*Data provided*
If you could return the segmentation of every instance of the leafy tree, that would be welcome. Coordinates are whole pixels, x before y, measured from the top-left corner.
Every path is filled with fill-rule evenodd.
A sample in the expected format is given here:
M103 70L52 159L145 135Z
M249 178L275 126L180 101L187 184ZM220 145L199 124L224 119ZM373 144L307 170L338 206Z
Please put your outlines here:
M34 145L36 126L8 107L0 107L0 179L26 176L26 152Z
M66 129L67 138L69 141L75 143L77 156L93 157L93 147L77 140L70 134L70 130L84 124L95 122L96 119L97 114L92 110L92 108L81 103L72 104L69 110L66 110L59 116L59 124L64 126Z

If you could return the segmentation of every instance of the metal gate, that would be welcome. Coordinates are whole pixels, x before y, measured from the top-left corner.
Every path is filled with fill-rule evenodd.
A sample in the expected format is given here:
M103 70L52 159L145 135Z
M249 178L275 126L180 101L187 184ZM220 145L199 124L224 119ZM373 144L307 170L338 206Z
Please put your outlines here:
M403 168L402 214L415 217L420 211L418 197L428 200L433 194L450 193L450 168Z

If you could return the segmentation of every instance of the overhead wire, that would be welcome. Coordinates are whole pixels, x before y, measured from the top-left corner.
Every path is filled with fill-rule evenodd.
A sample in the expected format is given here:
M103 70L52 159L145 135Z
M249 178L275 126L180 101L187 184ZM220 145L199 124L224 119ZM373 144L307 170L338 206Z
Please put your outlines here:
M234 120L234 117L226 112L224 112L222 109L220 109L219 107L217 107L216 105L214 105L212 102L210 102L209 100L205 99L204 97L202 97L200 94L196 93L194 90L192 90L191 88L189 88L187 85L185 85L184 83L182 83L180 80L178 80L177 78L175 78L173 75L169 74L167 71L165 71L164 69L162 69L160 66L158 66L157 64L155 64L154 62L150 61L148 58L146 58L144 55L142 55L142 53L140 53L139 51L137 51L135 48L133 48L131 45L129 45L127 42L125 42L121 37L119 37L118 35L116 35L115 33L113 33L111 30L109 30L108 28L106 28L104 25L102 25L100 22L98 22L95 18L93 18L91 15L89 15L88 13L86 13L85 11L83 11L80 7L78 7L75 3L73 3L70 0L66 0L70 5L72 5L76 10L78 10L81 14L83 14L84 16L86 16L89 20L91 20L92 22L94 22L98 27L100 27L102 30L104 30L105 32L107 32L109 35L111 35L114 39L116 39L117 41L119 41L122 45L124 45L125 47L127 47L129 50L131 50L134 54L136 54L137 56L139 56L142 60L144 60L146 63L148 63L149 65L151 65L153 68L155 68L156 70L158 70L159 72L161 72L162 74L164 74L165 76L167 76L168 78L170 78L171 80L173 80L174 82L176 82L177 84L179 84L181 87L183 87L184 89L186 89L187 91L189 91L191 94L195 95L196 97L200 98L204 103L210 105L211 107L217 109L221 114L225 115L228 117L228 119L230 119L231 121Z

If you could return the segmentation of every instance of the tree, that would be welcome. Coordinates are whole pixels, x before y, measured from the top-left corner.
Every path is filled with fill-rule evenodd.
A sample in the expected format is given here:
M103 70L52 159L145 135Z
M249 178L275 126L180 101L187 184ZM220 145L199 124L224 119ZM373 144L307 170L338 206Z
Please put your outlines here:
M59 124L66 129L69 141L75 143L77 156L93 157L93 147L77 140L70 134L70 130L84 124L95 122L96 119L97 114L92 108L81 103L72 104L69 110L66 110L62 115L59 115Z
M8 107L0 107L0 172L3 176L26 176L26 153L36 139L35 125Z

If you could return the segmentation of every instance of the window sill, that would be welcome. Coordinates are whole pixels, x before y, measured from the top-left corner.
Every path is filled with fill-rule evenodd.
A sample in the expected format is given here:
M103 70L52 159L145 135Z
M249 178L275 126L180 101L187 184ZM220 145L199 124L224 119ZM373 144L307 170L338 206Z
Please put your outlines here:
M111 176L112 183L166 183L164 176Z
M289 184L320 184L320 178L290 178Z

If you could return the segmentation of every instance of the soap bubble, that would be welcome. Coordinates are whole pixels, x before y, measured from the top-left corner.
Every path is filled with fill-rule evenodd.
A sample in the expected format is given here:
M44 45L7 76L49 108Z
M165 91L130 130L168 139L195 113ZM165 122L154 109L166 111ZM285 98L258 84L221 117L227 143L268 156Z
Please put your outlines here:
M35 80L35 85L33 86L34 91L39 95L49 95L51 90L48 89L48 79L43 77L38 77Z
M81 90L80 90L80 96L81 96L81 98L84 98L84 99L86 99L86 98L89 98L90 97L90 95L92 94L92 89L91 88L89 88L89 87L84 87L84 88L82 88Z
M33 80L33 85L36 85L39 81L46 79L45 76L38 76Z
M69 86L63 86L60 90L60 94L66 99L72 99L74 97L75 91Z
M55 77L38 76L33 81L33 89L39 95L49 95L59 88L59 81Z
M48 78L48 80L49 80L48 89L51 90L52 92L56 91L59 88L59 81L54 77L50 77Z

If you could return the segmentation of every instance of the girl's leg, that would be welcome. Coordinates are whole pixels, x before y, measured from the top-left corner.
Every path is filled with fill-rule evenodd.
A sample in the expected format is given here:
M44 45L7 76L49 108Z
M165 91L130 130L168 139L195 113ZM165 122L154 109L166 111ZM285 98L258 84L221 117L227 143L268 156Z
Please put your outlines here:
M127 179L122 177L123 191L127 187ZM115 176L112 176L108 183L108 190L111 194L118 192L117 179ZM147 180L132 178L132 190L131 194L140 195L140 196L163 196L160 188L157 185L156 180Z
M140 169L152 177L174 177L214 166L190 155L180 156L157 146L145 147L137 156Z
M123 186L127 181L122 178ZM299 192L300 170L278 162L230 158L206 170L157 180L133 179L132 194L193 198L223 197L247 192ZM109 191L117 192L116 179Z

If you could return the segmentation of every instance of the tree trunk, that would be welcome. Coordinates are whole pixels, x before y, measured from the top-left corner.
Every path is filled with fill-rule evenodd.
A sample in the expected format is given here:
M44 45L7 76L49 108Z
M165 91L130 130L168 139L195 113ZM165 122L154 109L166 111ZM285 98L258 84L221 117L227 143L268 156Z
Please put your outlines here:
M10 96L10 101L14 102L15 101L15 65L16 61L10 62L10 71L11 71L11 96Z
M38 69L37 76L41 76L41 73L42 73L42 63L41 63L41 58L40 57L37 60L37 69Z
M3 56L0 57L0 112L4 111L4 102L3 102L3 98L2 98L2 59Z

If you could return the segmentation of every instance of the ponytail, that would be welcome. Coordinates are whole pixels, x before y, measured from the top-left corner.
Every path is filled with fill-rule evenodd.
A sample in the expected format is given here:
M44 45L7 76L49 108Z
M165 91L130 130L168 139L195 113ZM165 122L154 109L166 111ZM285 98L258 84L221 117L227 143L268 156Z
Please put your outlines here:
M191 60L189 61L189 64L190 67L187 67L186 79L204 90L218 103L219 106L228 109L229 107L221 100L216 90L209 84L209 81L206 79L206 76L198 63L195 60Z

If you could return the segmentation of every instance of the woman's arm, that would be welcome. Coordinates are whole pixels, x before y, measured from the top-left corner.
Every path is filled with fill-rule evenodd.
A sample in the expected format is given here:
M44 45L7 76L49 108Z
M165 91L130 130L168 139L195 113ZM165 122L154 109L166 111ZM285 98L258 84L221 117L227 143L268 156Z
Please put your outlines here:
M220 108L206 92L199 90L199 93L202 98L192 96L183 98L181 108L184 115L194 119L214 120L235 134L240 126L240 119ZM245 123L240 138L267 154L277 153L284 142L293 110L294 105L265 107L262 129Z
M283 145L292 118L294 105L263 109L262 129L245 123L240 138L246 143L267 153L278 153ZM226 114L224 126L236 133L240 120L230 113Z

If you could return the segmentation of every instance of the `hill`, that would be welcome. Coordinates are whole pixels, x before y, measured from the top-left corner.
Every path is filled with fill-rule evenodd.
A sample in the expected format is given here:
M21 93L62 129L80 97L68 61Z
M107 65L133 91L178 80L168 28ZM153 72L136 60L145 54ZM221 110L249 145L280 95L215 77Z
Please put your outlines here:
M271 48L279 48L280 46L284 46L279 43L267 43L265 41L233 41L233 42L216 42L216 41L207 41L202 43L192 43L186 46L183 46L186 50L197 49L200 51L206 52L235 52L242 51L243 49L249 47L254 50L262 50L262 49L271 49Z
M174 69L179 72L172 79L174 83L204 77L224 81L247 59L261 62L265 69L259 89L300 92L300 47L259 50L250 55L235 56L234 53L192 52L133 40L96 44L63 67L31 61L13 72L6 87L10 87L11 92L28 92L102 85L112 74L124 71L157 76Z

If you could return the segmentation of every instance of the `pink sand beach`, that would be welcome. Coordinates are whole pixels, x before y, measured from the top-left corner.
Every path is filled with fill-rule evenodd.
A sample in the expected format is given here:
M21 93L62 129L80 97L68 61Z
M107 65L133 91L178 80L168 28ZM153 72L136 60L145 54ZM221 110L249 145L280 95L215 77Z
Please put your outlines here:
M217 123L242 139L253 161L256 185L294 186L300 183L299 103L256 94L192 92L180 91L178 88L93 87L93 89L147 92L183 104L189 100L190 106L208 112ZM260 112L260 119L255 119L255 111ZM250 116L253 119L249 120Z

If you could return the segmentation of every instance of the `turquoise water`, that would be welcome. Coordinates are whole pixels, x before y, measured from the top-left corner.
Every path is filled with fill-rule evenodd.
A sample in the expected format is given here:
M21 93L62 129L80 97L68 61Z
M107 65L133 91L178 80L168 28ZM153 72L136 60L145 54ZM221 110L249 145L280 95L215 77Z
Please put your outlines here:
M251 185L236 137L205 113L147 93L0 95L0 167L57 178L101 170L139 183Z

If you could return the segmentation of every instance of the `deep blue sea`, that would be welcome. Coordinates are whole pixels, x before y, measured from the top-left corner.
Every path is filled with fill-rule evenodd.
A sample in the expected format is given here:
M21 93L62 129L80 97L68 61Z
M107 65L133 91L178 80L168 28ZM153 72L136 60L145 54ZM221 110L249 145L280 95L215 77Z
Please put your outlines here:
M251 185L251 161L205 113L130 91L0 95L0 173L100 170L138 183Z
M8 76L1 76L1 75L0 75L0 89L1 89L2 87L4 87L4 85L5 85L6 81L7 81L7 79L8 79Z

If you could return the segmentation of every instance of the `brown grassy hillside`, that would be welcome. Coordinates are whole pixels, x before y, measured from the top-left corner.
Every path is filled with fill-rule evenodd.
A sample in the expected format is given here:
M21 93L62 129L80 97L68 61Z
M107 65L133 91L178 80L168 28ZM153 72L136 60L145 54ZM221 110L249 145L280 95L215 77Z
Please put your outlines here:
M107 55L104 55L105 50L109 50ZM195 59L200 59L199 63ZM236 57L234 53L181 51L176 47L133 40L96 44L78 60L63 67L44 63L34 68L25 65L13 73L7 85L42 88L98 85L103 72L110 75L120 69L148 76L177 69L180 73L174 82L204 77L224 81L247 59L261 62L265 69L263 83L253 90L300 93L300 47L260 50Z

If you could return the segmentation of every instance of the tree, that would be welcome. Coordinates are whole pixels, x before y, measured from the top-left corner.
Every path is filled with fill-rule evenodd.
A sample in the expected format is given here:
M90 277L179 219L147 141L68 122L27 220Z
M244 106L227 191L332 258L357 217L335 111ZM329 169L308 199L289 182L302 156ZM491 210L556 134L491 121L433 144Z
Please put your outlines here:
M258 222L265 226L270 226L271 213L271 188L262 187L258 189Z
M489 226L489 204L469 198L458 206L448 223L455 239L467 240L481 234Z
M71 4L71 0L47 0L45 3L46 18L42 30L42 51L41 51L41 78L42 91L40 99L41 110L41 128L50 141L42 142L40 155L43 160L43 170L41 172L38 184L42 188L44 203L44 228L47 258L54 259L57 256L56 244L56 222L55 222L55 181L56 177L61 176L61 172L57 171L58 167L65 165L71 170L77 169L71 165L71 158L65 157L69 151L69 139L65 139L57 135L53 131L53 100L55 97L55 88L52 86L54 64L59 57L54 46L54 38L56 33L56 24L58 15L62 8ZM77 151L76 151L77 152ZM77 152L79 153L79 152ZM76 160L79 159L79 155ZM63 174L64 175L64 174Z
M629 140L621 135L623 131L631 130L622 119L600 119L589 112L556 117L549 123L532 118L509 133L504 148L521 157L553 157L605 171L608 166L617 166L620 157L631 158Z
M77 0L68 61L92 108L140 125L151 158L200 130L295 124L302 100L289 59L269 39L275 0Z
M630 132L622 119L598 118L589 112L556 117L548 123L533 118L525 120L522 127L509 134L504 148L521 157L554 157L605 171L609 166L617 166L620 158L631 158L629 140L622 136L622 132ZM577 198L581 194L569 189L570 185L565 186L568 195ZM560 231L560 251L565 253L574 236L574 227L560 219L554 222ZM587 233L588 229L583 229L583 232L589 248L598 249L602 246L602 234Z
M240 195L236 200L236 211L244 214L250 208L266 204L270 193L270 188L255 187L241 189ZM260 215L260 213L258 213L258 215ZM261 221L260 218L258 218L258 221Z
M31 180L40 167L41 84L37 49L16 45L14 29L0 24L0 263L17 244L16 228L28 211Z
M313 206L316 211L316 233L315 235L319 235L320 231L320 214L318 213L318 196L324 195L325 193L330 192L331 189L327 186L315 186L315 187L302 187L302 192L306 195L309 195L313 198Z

*Work request*
Scan the data above. Return every line with "tree" in it.

*Output of the task*
If you could return the segmentation of every instance of the leafy tree, that would be welcome. Coordinates are whole pixels, x before y, measured from the top-left corner.
If you could return the segmentation of every instance of the tree, that would be welcome. Coordinates are whole pixels, x before y, measured from the top-left corner.
If you could return the segmentation of every instance of the tree trunk, that would be welcome. Coordinates are whole pixels, x before y, measured from the top-left corner.
If you could return the segmentation of every instance of the tree, that would be welcome. Coordinates are whole pixels, x before y, measured from the top-left corner.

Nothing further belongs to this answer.